_Exercise_
Rewrite all the lines below, requests included, and shift every coordinate in the answers by -112. Omit the pictures.

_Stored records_
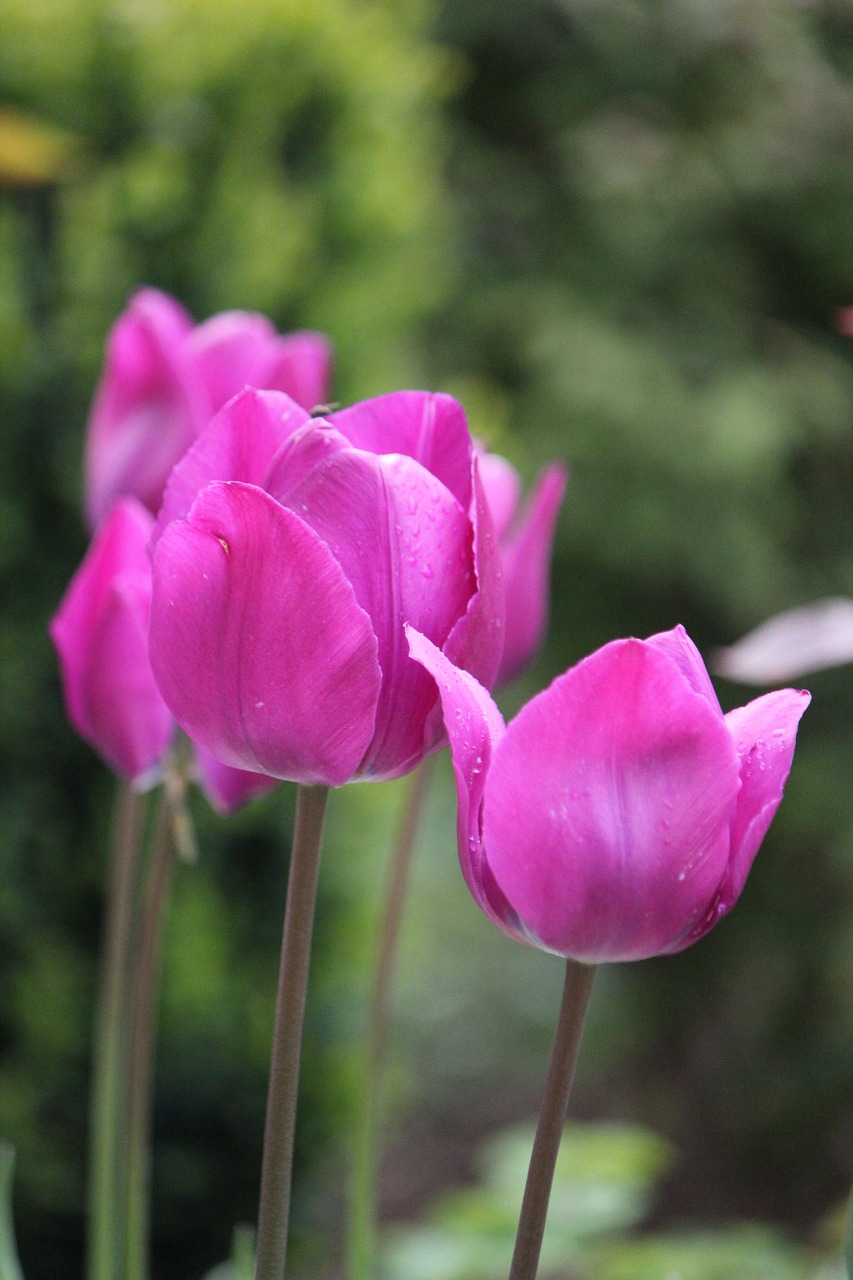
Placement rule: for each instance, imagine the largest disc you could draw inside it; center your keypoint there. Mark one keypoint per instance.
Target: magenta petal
(502, 489)
(231, 352)
(527, 568)
(149, 406)
(100, 632)
(474, 727)
(229, 789)
(685, 656)
(258, 641)
(300, 364)
(405, 545)
(432, 429)
(606, 818)
(765, 734)
(237, 444)
(477, 640)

_Reply_
Placement rule: for each instance, imagine the largest disc you could draw inside it; center your keypoint there. Mark one keypoint per instance.
Target: magenta petal
(390, 377)
(119, 240)
(415, 456)
(37, 294)
(-12, 520)
(362, 615)
(117, 677)
(573, 544)
(146, 529)
(188, 252)
(293, 433)
(320, 317)
(494, 706)
(653, 622)
(125, 332)
(365, 528)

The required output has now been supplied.